## PAGE TEXT
:::
Visitors to the Harmony Gun Show will get a chance to see guns that were built in Harmony more than 100 years ago. Submitted photo

HARMONY — The legacy of firearms history will be on display at the annual Harmony Antique Gun Show on Saturday, August 13.

The event, run by the Harmony Museum, gathers more than two dozen antique gun collectors who will show off their collections from 9 a.m. to 2 p.m. in Stewart Hall, which is adjacent to the Harmony Museum at 218 Mercer St.

Tickets for the event are $5 at the door and free for children age 12 and younger. Proceeds benefit the museum.

“There will be people from four different states — I know there is a guy from Michigan who always comes,” said museum president Rodney Gasch. “These will be all pre-1900 guns. So they’re antiques — they're not like a modern gun.”

This year’s iteration of the show is the first to return in full swing since the start of the COVID-19 pandemic. In past years, Gasch said the show has drawn several hundred visitors.

A number of guns from the museum’s collection — built by Harmony gunsmith Charles Flowers — will be displayed at the event. From 1850 until his death in 1897, Flowers produced fine percussion hunting and target rifles in a shop two blocks from the location of Harmony Museum.

“It’s kind of an important part of Harmony history, and the made-in-Harmony story,” Gasch said.

Visitors to the Harmony Gun Show will get the chance to see guns that were built in Harmony over 100 years ago. Submitted photo

Guns built in the United States pre-1900 are noticeably different from guns built in Europe, he added, because of differences in the type of animals and terrain for hunting in the regions.

“When the first European settlers came, they used what was called a jaeger, and that was short-barreled and shot a big musket ball. That was more for hunting wild boar,” Gasch explained.

“When they came to America, it was more, you would walk in the woods a long way and you would get a long shot at perhaps a deer or wild elk. They developed a long barrel and a smaller bullet, so the long barrel was more accurate, and the smaller projectile that you are shooting made it lighter to carry,” he said.

Many items at the event are for sale, though some specialists bring items of historical significance to only display and educate the public. Visitors can bring items for experts to examine and appraise.

Additional information is available at harmonymuseum.org or by phone at 724-452-7341.

This story was updated at 1:04 p.m. 8/4/22 to clarify the date of the event.
:::
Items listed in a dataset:

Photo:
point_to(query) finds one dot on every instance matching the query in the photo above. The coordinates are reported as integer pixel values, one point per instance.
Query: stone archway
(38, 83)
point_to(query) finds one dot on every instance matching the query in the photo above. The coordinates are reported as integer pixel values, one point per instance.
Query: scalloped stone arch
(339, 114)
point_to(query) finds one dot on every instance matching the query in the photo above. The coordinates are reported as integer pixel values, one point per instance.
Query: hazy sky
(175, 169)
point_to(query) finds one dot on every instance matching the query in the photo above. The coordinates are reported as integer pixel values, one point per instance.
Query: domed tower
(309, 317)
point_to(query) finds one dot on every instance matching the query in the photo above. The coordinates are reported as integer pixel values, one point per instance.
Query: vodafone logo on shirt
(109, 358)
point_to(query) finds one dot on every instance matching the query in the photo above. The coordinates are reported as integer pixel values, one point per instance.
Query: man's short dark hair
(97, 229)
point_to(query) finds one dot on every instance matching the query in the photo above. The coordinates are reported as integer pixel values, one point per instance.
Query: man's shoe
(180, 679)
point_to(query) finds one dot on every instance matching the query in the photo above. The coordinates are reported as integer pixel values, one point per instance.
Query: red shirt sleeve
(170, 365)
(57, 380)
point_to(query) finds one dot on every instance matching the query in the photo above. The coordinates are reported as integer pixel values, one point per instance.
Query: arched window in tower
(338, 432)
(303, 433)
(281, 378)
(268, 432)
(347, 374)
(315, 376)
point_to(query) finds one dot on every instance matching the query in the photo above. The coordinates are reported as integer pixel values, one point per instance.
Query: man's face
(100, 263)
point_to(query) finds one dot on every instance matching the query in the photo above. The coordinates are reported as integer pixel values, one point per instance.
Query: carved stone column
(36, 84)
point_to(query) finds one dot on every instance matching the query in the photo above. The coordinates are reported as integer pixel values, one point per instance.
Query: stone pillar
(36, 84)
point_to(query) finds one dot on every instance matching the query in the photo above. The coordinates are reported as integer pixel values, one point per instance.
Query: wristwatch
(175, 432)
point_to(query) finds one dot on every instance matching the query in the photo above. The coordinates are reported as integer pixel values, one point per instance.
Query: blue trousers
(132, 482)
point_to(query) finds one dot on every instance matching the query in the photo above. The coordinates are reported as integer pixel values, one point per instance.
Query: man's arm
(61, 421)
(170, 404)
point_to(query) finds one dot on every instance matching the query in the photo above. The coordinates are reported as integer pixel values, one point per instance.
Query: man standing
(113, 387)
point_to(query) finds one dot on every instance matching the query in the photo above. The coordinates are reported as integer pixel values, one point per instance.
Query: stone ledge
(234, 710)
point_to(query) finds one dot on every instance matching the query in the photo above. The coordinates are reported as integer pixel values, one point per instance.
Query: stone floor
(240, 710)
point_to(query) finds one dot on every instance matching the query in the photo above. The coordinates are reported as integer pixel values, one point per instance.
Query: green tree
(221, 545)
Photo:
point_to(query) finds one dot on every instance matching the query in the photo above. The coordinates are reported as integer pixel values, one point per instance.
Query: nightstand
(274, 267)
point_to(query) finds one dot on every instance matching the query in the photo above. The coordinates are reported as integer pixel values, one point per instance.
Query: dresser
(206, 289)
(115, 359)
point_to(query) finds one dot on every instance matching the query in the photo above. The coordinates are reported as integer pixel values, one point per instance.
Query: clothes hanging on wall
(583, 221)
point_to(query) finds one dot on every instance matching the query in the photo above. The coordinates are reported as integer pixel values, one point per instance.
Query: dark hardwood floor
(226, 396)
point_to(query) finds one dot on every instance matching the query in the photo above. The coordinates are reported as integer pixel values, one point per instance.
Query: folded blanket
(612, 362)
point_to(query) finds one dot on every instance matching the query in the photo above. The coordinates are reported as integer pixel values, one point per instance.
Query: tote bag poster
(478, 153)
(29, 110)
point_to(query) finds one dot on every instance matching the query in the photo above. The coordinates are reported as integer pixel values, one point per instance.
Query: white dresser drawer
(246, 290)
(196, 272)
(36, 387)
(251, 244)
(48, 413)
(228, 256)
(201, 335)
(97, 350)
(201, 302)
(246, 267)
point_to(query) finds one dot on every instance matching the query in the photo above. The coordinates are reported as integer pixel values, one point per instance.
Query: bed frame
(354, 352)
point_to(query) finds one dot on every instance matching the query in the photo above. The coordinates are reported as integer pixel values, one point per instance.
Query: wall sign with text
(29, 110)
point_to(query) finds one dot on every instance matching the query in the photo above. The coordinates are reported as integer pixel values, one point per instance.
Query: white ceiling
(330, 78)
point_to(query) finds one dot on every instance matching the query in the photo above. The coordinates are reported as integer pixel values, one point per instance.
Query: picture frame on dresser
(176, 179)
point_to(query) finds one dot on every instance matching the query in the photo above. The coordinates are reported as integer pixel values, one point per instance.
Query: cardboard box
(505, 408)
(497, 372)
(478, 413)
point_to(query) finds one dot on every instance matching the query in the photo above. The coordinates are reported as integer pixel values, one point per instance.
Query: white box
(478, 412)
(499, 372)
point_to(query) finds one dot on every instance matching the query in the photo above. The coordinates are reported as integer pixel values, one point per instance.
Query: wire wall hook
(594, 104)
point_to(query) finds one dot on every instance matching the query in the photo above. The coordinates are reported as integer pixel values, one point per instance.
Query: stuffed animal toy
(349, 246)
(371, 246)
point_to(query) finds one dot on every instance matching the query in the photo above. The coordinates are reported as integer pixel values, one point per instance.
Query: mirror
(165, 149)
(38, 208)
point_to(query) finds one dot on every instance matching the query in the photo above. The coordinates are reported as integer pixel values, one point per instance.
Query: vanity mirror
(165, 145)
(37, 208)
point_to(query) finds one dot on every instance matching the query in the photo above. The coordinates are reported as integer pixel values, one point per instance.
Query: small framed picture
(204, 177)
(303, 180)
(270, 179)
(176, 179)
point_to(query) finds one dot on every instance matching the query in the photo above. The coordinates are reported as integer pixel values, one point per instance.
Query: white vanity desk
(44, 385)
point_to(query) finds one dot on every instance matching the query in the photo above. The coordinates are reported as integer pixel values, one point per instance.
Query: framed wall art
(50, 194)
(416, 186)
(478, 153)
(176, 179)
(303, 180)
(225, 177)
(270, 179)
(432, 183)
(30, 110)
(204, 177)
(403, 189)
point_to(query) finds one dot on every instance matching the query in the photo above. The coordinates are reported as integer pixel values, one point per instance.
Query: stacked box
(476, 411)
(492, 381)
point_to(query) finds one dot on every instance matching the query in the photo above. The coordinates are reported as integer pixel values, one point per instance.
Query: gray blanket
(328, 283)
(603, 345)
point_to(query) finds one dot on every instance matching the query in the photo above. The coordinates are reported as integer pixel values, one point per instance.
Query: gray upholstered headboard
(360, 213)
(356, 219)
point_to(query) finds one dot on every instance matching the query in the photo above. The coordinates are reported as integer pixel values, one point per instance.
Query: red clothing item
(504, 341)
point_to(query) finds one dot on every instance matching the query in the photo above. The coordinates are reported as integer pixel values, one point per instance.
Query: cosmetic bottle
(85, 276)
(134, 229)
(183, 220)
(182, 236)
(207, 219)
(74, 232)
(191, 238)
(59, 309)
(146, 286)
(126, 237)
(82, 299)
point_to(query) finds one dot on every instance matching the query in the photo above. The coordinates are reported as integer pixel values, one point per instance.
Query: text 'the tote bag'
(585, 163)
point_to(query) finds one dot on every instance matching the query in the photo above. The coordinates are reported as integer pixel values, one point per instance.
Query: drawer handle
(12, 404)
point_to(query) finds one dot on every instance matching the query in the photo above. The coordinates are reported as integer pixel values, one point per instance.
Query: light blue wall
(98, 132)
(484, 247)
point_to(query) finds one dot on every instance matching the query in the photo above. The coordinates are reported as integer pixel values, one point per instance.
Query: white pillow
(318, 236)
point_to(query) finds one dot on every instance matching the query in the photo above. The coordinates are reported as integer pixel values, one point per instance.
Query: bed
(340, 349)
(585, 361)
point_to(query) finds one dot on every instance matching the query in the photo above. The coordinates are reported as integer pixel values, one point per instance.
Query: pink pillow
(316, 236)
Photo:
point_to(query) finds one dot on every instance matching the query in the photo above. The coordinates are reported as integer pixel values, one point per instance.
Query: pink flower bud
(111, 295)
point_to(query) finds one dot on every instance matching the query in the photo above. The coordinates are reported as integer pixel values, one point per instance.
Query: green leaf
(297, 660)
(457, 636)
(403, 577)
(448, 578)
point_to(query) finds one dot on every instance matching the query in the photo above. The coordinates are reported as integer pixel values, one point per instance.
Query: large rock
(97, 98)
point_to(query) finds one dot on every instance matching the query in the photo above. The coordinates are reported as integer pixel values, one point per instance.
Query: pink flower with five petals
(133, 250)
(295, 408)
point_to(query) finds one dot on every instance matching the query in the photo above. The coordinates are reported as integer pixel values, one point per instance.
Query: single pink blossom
:::
## WHAT THE EXERCISE ASKS
Copy the part of the gun show article that starts at "HARMONY — The" and ends at "218 Mercer St.".

## THE ANSWER
HARMONY — The legacy of firearms history will be on display at the annual Harmony Antique Gun Show on Saturday, August 13.

The event, run by the Harmony Museum, gathers more than two dozen antique gun collectors who will show off their collections from 9 a.m. to 2 p.m. in Stewart Hall, which is adjacent to the Harmony Museum at 218 Mercer St.